Exercise: Reproduce the passage from the forum thread on inflection points word for word, starting at "I might have" and ending at "3 inflection points.".

Selected extract:

________________________

Im in kinda of a hurry, but I also just got one inflection point, x=0.
I might have missed something..

3. Hello,

The second derivative turns out to be :
$\displaystyle \frac{4x(x^2-3)}{(1+x^2)^3}=\underbrace{\frac{4}{(1+x^2)^3}}_{p ositive} \cdot x(x-\sqrt{3})(x+\sqrt{3})$

At an inflection point, the second derivative changes its sign.
If you make a simple table of signs for $\displaystyle x(x-\sqrt{3})(x+\sqrt{3})$, you will see that there are indeed 3 inflection points.

The points where the first derivative is 0 are called "critical points". They're not the same as inflection points !
However, finding the first derivative and the critical points will help you answer the parts dealing with maximum/minimum.

4. Hi Moo.

Is it possible for you to point out the three inflection points in the above graph? Inflection points as I understand are points where the curve changes from concave to convex or vice-versa . Am i correct in this?

5. Originally Posted by champrock
Hi Moo.

Is it possible for you to point out the three inflection points in the above graph? Inflection points as I understand are points where the curve changes from concave to convex or vice-versa . Am i correct in this?
Yes, you are correct in this. And what I said is an equivalent definition.

Here is the graph.
The inflection points are approximatively where the red circles are.
The -sqrt(3) and sqrt(3) inflection points are not easy to see because the change concave-convex is not very clear (though I found it easy to find it for -sqrt(3))

Did you try that signs table for x(x-sqrt(3))(x+sqrt(3)) ? Actually, a point where a function changes sign is a point where the function is 0. That's logic ^^

________________________

Source excerpt:
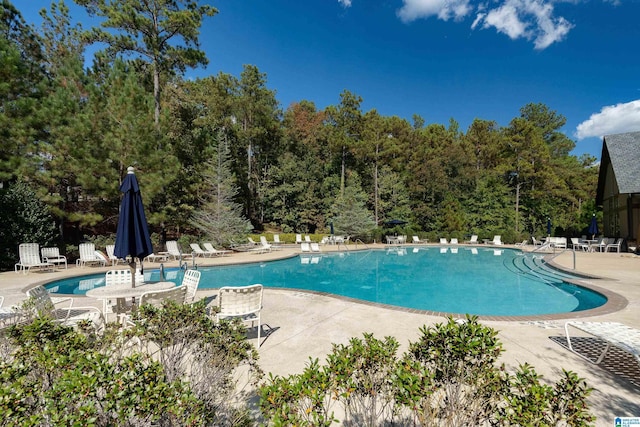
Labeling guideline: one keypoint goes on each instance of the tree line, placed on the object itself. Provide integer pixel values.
(219, 156)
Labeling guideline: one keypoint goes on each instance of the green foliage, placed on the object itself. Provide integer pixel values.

________________________

Answer to this problem:
I might have missed something..

3. Hello,

The second derivative turns out to be :
$\displaystyle \frac{4x(x^2-3)}{(1+x^2)^3}=\underbrace{\frac{4}{(1+x^2)^3}}_{p ositive} \cdot x(x-\sqrt{3})(x+\sqrt{3})$

At an inflection point, the second derivative changes its sign.
If you make a simple table of signs for $\displaystyle x(x-\sqrt{3})(x+\sqrt{3})$, you will see that there are indeed 3 inflection points.